§ Records provided:

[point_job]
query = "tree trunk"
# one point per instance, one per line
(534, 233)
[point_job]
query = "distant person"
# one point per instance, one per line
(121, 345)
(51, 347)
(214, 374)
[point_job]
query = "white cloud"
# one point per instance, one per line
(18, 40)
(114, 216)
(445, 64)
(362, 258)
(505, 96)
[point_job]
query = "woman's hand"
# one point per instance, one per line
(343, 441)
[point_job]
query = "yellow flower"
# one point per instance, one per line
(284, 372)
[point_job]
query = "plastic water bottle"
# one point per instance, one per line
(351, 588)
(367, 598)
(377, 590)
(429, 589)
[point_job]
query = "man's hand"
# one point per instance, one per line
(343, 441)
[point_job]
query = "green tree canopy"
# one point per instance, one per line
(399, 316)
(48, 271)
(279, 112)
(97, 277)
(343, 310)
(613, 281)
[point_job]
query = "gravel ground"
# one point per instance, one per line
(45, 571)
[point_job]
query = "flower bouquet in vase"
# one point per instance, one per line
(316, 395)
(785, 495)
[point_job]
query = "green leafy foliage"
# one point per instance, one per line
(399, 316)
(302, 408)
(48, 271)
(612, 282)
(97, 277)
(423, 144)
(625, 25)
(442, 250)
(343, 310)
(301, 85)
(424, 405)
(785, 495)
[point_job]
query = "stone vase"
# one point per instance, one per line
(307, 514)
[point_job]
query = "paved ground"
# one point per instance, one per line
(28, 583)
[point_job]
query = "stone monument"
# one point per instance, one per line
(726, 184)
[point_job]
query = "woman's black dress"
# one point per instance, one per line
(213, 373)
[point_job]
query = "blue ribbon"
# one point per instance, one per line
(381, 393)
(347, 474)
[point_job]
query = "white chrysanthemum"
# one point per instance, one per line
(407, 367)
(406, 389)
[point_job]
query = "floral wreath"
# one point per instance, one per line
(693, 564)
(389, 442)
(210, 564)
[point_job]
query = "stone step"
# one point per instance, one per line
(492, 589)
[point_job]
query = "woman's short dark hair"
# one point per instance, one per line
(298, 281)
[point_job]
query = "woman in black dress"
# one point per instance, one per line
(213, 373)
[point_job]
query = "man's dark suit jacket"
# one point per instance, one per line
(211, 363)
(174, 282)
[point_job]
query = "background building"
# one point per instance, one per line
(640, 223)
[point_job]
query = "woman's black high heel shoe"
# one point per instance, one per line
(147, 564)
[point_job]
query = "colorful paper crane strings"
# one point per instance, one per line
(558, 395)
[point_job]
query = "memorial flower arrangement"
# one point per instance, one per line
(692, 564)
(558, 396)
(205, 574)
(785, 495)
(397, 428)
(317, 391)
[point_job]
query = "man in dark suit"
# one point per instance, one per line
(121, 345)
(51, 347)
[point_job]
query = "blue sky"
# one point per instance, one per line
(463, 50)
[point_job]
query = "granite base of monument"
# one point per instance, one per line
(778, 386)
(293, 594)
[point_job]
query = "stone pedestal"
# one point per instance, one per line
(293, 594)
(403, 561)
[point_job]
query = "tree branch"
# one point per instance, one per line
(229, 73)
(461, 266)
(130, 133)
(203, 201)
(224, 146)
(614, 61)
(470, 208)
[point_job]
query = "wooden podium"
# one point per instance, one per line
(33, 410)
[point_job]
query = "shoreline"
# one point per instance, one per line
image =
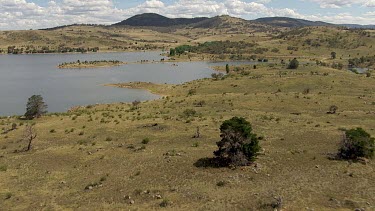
(153, 88)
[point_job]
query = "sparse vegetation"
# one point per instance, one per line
(357, 143)
(238, 146)
(35, 107)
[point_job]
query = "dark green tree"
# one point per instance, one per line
(227, 68)
(238, 146)
(293, 64)
(35, 107)
(172, 52)
(333, 55)
(357, 143)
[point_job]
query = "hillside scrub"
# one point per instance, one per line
(238, 146)
(357, 143)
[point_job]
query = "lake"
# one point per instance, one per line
(26, 75)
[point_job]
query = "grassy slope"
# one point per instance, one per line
(294, 166)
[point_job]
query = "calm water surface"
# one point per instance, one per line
(24, 75)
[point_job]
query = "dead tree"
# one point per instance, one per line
(29, 135)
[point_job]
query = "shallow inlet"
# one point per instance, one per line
(25, 75)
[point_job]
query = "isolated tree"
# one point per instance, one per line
(227, 68)
(136, 104)
(172, 52)
(333, 55)
(35, 107)
(238, 146)
(29, 136)
(293, 64)
(332, 109)
(356, 143)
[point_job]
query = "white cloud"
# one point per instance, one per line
(22, 14)
(343, 3)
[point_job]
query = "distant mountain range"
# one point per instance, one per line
(156, 20)
(152, 19)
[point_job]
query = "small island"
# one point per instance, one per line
(90, 64)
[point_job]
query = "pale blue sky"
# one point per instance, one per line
(26, 14)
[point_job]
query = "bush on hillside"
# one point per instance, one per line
(238, 146)
(355, 144)
(293, 64)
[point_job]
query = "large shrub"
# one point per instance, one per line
(356, 143)
(35, 107)
(293, 64)
(238, 146)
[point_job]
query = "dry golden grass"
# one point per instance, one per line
(298, 137)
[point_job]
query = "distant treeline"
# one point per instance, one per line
(217, 47)
(364, 61)
(96, 62)
(45, 49)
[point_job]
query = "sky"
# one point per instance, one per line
(37, 14)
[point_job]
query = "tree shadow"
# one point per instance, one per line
(210, 163)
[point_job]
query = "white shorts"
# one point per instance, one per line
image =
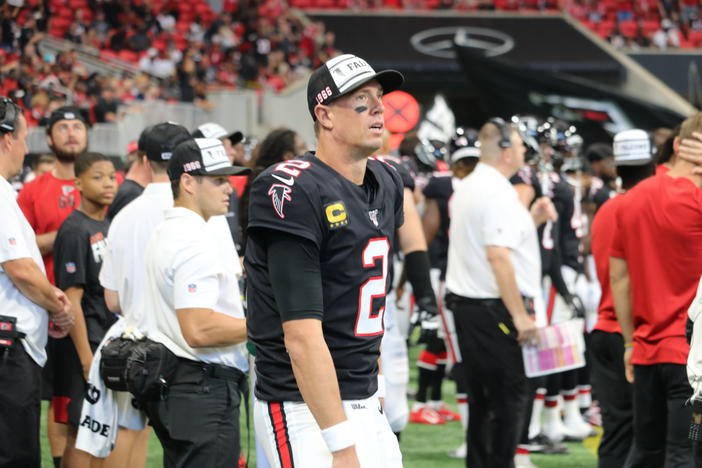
(291, 437)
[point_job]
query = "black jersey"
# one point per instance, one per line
(354, 228)
(440, 189)
(78, 251)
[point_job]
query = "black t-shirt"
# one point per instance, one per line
(78, 250)
(440, 189)
(354, 229)
(127, 192)
(601, 195)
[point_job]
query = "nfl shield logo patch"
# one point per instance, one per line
(373, 215)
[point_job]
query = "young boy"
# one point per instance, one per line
(80, 244)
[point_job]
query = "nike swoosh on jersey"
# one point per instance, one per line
(287, 181)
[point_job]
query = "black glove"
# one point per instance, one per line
(576, 306)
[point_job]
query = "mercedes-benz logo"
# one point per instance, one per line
(438, 42)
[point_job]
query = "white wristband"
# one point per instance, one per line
(381, 386)
(339, 436)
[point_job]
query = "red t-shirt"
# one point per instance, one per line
(46, 202)
(659, 234)
(603, 230)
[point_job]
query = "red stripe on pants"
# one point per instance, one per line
(281, 434)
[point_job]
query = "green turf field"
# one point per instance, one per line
(422, 446)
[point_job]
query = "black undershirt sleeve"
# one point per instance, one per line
(295, 275)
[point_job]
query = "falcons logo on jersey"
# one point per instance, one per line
(279, 195)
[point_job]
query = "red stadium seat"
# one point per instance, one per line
(629, 28)
(590, 25)
(651, 26)
(302, 4)
(324, 3)
(128, 55)
(107, 54)
(605, 28)
(695, 38)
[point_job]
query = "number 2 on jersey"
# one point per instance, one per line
(367, 323)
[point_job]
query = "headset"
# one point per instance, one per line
(9, 115)
(505, 134)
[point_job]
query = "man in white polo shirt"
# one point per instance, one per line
(493, 274)
(123, 273)
(25, 297)
(193, 293)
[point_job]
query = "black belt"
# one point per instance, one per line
(487, 302)
(186, 367)
(462, 300)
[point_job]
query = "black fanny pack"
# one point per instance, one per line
(9, 335)
(150, 368)
(113, 362)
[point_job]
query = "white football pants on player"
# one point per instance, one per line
(395, 368)
(291, 437)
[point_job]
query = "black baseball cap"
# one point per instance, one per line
(65, 113)
(202, 156)
(215, 130)
(344, 74)
(158, 141)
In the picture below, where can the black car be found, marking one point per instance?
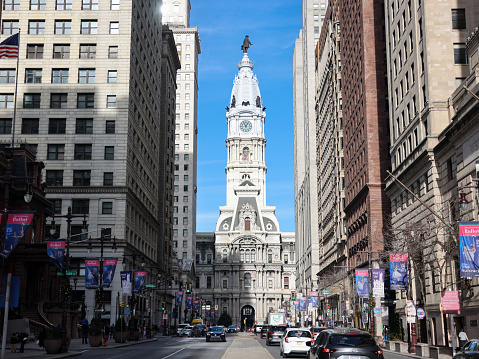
(264, 331)
(274, 334)
(345, 342)
(216, 333)
(469, 351)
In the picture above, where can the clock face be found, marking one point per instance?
(246, 126)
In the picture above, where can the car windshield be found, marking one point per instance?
(353, 340)
(299, 334)
(216, 329)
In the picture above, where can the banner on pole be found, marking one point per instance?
(469, 248)
(362, 284)
(378, 282)
(398, 270)
(125, 283)
(92, 269)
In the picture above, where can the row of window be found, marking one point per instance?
(59, 76)
(62, 27)
(30, 126)
(57, 100)
(62, 51)
(60, 5)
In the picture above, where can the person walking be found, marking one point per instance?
(463, 338)
(84, 331)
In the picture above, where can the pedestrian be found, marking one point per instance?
(462, 338)
(23, 337)
(13, 341)
(41, 338)
(84, 331)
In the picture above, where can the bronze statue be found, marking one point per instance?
(246, 44)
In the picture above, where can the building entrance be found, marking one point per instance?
(247, 317)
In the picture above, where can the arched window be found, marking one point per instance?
(247, 280)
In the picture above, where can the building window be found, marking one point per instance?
(58, 100)
(30, 100)
(460, 56)
(112, 76)
(458, 19)
(113, 52)
(34, 51)
(33, 76)
(63, 27)
(84, 126)
(9, 27)
(86, 100)
(7, 76)
(87, 51)
(89, 5)
(57, 126)
(54, 178)
(11, 5)
(83, 152)
(36, 27)
(64, 4)
(80, 206)
(114, 27)
(60, 76)
(89, 27)
(108, 179)
(107, 208)
(56, 152)
(61, 51)
(30, 126)
(81, 178)
(111, 101)
(247, 280)
(109, 153)
(86, 76)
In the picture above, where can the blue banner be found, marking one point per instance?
(140, 280)
(179, 298)
(92, 269)
(109, 267)
(18, 225)
(469, 245)
(302, 304)
(362, 284)
(125, 283)
(56, 252)
(398, 271)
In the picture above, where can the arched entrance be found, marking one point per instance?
(247, 317)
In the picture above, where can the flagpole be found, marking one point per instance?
(16, 92)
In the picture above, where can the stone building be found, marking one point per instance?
(247, 267)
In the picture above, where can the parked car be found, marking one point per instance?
(216, 333)
(316, 330)
(275, 333)
(295, 341)
(264, 331)
(233, 329)
(469, 351)
(345, 342)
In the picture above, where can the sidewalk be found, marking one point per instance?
(76, 348)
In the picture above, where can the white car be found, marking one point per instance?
(294, 341)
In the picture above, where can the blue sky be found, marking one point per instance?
(273, 27)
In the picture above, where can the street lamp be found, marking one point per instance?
(66, 284)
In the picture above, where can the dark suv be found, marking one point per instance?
(345, 342)
(274, 334)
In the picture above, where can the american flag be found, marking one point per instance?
(9, 47)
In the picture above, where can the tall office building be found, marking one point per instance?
(305, 161)
(89, 101)
(176, 13)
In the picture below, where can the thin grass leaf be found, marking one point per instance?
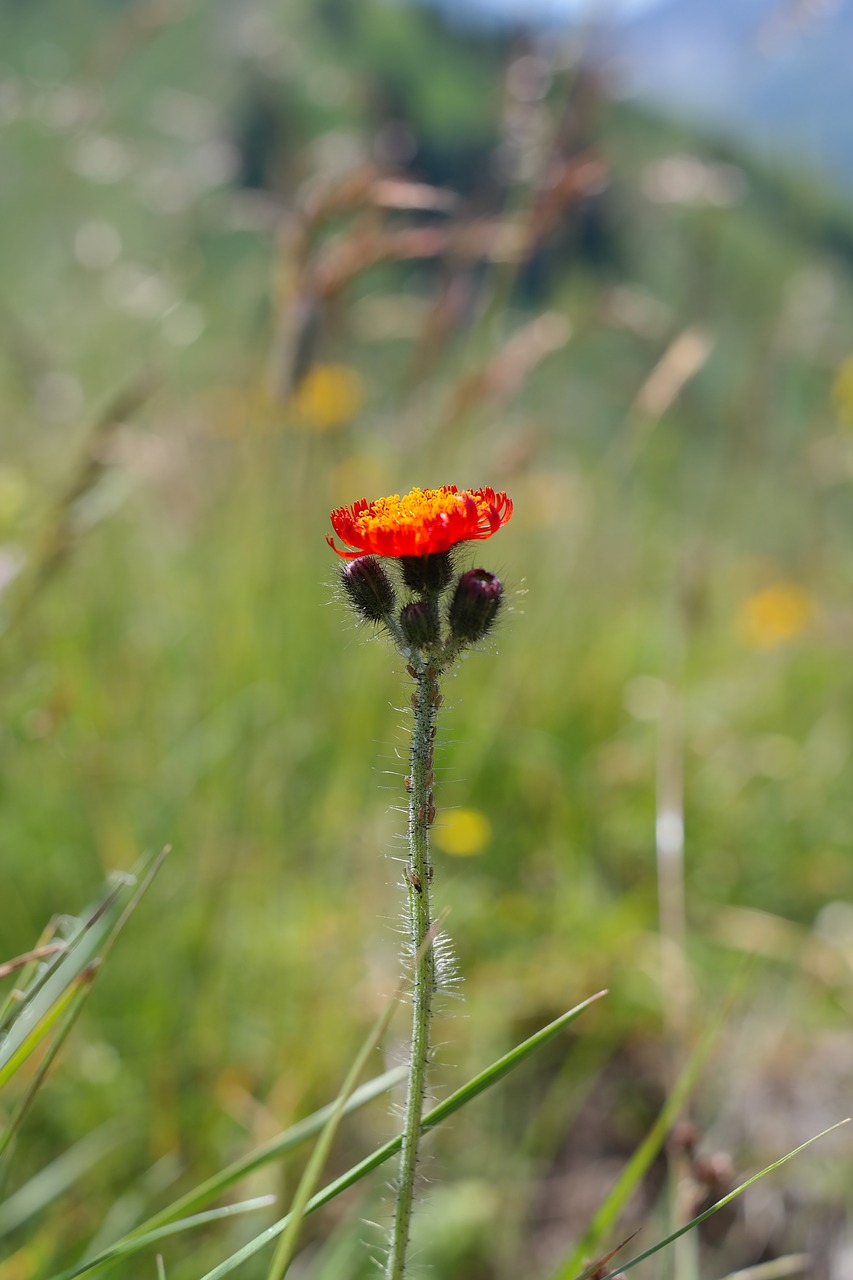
(641, 1161)
(270, 1151)
(30, 958)
(721, 1203)
(99, 933)
(56, 1178)
(235, 1173)
(76, 1004)
(288, 1240)
(126, 1249)
(446, 1109)
(78, 988)
(774, 1269)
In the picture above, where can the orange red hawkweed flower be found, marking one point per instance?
(424, 522)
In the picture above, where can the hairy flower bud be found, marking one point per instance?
(475, 604)
(369, 588)
(427, 572)
(419, 624)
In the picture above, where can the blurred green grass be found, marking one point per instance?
(190, 677)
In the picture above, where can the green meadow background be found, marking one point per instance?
(260, 261)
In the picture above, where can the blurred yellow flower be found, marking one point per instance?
(775, 615)
(328, 397)
(463, 832)
(843, 392)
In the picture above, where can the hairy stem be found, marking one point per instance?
(425, 702)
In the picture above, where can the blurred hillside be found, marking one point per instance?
(264, 260)
(774, 72)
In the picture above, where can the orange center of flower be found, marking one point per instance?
(422, 524)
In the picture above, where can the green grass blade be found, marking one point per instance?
(127, 1248)
(474, 1087)
(774, 1269)
(56, 1178)
(78, 987)
(72, 1010)
(270, 1151)
(290, 1237)
(720, 1203)
(639, 1162)
(95, 937)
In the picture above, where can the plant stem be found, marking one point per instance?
(425, 702)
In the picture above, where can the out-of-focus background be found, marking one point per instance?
(263, 259)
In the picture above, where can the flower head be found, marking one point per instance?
(424, 522)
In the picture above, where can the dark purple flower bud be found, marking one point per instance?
(369, 589)
(475, 604)
(419, 624)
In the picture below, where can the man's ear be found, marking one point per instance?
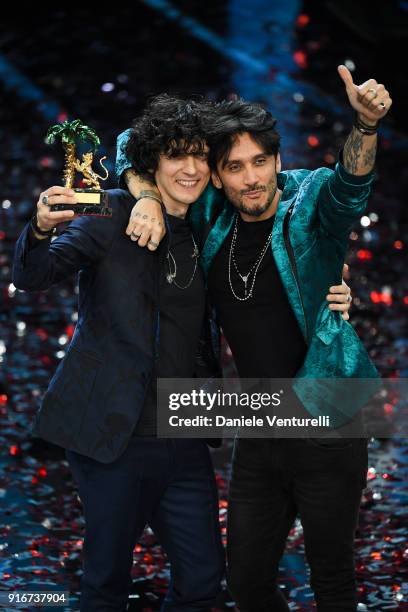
(278, 163)
(216, 180)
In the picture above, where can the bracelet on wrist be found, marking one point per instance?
(36, 229)
(150, 197)
(364, 128)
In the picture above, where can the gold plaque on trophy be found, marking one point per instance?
(91, 200)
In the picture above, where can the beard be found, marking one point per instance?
(255, 210)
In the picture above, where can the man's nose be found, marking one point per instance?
(250, 177)
(190, 165)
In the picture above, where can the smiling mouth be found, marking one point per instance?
(188, 184)
(254, 194)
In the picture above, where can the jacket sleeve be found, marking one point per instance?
(122, 161)
(85, 242)
(342, 200)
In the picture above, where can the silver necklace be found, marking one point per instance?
(254, 268)
(172, 273)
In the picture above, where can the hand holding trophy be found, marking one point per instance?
(91, 200)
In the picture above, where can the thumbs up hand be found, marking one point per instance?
(371, 100)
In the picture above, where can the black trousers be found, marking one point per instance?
(273, 481)
(169, 485)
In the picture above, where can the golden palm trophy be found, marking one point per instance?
(91, 200)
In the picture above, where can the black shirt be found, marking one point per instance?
(262, 332)
(181, 319)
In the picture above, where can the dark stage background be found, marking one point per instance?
(100, 65)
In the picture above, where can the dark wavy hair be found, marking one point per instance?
(169, 125)
(231, 118)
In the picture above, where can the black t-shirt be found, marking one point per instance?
(181, 319)
(262, 332)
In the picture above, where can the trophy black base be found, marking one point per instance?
(89, 202)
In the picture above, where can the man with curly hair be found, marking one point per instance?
(140, 316)
(271, 244)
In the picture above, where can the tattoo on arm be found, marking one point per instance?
(369, 156)
(359, 153)
(352, 151)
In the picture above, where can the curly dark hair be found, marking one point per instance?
(231, 118)
(169, 125)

§ Work instructions: Scan the records for the word "water", and copy each line where it is found.

§ Problem solution:
query = "plastic water bottle"
query = "calm water surface"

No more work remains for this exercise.